** Excerpted records **
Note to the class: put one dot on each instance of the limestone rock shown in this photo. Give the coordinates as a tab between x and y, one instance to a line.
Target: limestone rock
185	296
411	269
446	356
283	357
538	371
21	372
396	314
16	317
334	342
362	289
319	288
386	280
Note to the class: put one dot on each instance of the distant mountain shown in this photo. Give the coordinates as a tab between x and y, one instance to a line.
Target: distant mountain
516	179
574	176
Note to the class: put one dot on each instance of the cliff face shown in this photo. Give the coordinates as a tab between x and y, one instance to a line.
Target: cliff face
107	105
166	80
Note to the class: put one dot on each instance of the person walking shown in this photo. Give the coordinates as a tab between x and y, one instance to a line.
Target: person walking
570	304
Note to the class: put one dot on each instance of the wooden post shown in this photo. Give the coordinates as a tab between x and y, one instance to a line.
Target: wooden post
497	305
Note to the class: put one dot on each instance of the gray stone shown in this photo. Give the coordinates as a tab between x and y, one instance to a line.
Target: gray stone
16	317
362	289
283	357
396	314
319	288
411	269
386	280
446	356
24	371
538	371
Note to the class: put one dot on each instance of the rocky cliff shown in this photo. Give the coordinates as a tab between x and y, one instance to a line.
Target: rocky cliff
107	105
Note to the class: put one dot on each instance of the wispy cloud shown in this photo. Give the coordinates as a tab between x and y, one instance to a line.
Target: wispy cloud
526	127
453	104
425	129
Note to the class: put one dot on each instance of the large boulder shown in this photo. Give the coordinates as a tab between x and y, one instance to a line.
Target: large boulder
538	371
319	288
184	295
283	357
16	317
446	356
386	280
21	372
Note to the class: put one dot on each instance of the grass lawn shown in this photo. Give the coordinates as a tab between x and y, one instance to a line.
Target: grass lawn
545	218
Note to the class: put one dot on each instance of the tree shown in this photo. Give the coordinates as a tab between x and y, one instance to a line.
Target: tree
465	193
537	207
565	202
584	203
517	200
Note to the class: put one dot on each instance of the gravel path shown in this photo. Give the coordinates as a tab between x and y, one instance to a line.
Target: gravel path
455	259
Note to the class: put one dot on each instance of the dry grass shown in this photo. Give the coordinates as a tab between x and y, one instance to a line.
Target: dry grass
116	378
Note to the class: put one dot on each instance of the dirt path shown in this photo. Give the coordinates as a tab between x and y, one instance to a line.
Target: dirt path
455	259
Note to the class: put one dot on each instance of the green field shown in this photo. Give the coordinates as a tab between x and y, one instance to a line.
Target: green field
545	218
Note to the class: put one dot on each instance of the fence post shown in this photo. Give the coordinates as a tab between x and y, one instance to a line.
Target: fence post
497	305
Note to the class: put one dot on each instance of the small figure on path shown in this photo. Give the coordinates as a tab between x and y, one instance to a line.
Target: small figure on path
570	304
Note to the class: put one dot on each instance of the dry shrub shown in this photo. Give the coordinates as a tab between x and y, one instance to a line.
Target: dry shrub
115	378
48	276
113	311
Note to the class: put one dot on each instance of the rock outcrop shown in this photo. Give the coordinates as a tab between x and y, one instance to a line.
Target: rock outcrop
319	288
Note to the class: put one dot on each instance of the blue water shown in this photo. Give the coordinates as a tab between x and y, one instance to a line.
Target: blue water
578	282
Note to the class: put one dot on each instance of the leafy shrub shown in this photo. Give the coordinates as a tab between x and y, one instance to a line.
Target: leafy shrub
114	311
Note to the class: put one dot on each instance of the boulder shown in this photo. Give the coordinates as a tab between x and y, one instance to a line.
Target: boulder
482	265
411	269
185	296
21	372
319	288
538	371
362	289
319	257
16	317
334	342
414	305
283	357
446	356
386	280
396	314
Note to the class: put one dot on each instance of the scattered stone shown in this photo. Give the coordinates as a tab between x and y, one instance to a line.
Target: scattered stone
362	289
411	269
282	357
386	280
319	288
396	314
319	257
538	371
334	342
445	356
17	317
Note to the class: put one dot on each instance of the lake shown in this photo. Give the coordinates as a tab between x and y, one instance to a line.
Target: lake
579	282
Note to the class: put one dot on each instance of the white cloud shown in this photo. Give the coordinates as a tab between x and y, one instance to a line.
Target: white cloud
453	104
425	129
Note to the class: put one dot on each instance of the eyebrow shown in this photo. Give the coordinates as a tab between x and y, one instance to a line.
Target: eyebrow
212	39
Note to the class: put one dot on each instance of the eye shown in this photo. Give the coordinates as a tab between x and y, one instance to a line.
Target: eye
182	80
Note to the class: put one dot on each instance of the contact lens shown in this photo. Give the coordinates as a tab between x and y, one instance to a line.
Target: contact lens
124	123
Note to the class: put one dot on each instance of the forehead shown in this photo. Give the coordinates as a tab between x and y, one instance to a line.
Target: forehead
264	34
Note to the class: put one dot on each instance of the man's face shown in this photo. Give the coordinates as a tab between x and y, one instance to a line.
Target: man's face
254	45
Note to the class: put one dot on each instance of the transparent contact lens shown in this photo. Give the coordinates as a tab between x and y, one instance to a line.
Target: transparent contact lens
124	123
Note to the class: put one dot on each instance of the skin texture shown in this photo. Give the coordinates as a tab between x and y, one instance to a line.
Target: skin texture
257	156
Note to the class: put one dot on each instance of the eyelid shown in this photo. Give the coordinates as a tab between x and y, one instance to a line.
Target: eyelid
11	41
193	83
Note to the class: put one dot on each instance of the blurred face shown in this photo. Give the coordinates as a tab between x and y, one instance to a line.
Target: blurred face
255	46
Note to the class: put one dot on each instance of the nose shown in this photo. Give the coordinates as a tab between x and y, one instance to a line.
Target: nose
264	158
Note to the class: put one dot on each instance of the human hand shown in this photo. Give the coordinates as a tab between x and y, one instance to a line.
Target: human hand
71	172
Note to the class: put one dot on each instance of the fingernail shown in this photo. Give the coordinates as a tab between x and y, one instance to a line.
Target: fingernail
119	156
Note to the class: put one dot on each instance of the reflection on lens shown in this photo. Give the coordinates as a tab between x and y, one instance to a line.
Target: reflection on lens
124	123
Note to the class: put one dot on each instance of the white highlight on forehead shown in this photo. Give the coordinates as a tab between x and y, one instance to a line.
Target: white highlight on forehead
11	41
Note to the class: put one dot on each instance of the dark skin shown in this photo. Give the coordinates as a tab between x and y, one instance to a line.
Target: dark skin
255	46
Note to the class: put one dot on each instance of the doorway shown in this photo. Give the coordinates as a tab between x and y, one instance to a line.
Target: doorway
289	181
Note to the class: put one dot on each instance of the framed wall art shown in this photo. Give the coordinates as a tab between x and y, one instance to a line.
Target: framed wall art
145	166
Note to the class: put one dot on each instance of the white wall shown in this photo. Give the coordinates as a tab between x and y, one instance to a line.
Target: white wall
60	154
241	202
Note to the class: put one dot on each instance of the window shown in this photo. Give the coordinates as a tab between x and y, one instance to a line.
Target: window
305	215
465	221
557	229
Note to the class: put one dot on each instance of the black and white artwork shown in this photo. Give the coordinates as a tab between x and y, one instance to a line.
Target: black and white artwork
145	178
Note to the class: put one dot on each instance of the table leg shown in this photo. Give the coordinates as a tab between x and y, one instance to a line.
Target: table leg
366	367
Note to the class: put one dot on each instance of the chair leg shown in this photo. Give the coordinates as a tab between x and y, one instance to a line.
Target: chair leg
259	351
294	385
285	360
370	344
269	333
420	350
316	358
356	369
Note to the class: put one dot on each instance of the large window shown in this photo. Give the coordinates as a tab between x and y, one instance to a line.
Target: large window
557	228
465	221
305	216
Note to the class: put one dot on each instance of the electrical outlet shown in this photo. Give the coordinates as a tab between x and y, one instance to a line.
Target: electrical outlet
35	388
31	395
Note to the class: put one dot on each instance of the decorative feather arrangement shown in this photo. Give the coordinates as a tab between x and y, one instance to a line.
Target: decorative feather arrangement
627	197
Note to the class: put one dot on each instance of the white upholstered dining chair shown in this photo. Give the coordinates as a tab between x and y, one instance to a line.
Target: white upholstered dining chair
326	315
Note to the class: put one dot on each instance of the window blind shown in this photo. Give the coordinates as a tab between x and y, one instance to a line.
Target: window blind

** Exercise instructions **
Write out again, unchanged, every line from the line containing "of the framed" to the final line of the material above.

** The reply **
Note to the class: put one dot on each instance of the framed wall art shown in this photo. Give the coordinates as a tab between x and y, one instance to a line.
Target: framed wall art
145	166
Note to the class: put one dot on each instance of the white wall shown in this photo. Give the coordinates as a tab between x and y, one instance to a line.
Target: white wall
60	154
241	202
Note to the class: put one dot on each instance of the window shown in this photo. Give the coordinates as a tab between x and y, one instance to a line.
Target: window
305	215
465	221
557	229
Note to the class: put one dot on each instance of the black and white artwork shown in this photo. Give the coordinates as a tab between x and y, one instance to a line.
Target: black and white artwork
145	178
Note to the class: put one dot on each instance of the table leg shown in this photo. Give the coordinates as a tab between x and y, one instance to a line.
Target: table leg
366	367
Note to the class: put one dot on each instance of the chair leg shown in this photo. Give the coordinates as a tab between x and y, one instance to a line.
Target: chair leg
259	351
294	385
285	360
370	344
269	333
420	350
316	358
356	369
Note to the class: put one dot on each instance of the large window shown in this photo. Give the coordinates as a tab between x and y, one instance to a line.
Target: large window
557	228
465	221
305	216
Note to the class: put one dot on each instance of the electrical outlet shown in this photo. Give the coordinates as a tab between x and y, one instance to a line.
Target: electrical outlet
35	388
31	395
Note to the class: put one dot on each instance of the decorative feather arrangement shown in this photo. Give the coordinates as a tab between x and y, one instance to a line.
Target: decorative feather arrangement
627	197
Note to the class: put one dot on each instance of the white upholstered dining chair shown in this photo. Give the coordinates as a tab between x and y, one instance to a line.
Target: white upholstered dining chair
326	315
Note to the class: put one dot on each instance of the window blind shown in this photo. Give the coordinates as a tab between x and y, one instance to a line.
Target: window blind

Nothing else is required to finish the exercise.